SUPPLIED MATERIAL >>
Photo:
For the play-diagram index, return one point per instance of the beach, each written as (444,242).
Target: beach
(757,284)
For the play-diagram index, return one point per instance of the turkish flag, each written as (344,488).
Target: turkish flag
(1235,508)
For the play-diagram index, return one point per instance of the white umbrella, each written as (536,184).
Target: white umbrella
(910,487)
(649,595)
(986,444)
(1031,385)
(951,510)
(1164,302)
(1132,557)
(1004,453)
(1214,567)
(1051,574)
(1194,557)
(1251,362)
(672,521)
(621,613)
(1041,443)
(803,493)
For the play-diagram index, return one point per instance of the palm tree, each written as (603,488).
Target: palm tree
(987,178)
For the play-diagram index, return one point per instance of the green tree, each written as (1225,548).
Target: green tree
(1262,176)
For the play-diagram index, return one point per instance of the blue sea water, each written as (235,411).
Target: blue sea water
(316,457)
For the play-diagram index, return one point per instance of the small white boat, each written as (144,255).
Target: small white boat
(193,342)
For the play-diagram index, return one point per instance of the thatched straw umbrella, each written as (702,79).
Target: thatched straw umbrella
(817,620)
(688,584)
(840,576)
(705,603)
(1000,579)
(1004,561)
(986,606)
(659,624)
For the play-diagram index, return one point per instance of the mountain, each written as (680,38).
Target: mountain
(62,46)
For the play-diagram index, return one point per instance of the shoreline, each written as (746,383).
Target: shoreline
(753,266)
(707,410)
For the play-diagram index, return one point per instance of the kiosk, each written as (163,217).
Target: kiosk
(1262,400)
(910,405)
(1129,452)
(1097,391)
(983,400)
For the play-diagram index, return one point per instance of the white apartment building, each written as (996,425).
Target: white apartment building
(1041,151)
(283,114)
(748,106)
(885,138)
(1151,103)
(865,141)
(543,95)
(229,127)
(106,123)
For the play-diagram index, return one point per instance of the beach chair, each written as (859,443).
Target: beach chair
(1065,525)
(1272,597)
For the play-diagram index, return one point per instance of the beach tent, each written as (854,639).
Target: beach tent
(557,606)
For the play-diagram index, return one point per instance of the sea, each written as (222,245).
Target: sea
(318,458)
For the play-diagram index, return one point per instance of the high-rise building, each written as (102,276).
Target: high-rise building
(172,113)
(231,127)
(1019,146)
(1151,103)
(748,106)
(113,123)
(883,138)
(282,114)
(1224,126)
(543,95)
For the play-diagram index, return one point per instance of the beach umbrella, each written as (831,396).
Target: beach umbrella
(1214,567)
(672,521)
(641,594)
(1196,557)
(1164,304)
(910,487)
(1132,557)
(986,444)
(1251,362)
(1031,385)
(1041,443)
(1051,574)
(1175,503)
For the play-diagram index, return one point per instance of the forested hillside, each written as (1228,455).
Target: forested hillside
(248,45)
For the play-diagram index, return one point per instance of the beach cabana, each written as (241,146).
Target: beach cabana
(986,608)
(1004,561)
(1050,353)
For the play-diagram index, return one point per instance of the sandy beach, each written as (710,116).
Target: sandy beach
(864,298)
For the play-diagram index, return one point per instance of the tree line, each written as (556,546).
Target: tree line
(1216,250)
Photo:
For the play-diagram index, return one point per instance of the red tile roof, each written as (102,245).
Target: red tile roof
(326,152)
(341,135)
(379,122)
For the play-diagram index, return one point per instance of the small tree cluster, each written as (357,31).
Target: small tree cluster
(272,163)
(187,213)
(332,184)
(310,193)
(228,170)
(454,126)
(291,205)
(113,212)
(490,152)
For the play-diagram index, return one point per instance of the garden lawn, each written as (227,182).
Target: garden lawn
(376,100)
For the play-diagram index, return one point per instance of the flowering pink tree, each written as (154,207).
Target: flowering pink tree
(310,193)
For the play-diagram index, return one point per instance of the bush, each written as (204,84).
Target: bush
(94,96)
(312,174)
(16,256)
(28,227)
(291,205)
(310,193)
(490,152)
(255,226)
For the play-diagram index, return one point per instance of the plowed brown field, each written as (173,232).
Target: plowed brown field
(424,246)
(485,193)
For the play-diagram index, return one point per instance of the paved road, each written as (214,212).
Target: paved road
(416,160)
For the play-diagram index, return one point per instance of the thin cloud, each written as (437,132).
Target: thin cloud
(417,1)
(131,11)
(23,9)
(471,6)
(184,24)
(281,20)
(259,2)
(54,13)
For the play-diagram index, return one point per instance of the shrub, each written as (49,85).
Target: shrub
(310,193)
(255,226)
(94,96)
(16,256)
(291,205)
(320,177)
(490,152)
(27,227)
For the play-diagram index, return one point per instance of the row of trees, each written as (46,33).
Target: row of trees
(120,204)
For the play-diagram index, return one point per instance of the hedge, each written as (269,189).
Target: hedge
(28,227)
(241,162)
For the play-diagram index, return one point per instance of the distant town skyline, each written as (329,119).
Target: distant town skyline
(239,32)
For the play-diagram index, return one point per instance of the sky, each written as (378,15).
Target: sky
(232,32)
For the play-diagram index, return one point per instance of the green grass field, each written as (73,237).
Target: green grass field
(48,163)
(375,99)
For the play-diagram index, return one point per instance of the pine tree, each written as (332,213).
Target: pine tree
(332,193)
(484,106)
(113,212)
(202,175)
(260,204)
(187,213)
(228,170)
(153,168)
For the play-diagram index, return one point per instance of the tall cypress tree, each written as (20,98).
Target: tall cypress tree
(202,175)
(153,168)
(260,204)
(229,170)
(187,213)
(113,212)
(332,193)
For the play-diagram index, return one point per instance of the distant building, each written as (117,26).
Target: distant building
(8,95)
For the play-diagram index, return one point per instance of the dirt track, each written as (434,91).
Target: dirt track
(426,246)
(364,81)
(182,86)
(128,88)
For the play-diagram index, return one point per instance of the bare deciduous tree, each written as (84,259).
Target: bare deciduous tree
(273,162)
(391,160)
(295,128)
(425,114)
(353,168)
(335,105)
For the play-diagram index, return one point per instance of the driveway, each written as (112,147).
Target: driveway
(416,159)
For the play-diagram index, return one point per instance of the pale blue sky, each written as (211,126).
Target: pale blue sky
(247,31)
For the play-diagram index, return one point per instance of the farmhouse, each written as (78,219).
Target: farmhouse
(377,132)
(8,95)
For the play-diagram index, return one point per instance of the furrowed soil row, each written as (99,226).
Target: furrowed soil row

WHAT IS REQUIRED >>
Nothing but the lines holding the word "furrowed" should be returned from the listing above.

RESULT BELOW >>
For the play-diagram index, return one point per instance of the furrowed soil row, each written as (99,226).
Target: furrowed soil row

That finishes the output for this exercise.